(Directions for this task):
As the answer, set down the lines below from the one containing "Locate the shoreline" through the one containing "Query: blue lake water", exactly and inclusively, and no others.

(Extracted entries):
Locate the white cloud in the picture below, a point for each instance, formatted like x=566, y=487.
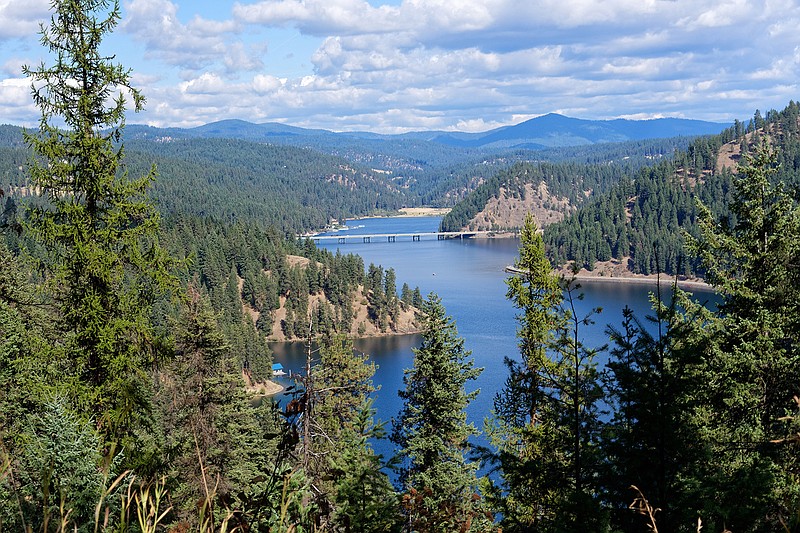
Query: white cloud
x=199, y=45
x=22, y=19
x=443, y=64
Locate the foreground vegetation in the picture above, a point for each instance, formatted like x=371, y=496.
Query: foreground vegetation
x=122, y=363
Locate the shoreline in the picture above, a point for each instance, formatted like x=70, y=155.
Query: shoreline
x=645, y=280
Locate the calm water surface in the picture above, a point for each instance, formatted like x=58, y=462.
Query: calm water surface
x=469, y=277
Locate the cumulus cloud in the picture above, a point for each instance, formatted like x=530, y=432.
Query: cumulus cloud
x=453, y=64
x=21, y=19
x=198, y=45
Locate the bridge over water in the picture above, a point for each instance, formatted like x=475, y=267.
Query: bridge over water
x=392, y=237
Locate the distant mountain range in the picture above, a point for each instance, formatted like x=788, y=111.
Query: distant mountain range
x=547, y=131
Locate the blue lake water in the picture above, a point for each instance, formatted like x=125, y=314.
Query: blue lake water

==

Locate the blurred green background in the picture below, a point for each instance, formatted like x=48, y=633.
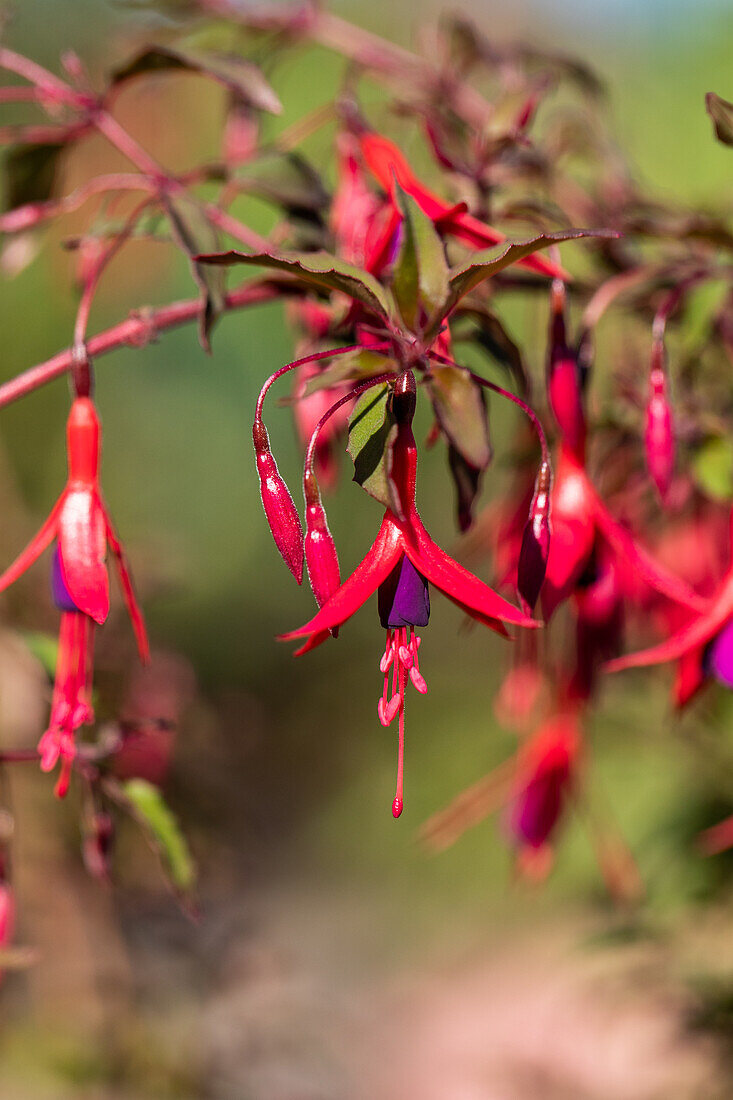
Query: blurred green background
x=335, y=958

==

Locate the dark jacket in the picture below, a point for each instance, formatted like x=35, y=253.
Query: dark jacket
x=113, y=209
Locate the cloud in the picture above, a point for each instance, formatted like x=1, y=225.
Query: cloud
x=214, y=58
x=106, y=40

(Task result):
Locate the shoreline in the picture above, a point for each instance, formatted like x=70, y=155.
Query: shoreline
x=645, y=280
Locate the calm water surface in the picture above, a point for each instance, formatted like x=58, y=462.
Query: calm water surface
x=469, y=277
Locate the cumulus cloud in the picture above, a point for each instance, formatted like x=530, y=432.
Query: cumulus cloud
x=453, y=64
x=21, y=19
x=198, y=45
Locate the bridge over water in the picture above, a point for each instance, formatted like x=475, y=267.
Query: bridge over water
x=392, y=237
Locate the distant mountain range in the picture above, a point for each instance, formatted like x=788, y=111.
Query: distant mountain range
x=547, y=131
Locate the blue lake water in the picture above, a point for each instance, formatted like x=125, y=314.
Query: blue lake water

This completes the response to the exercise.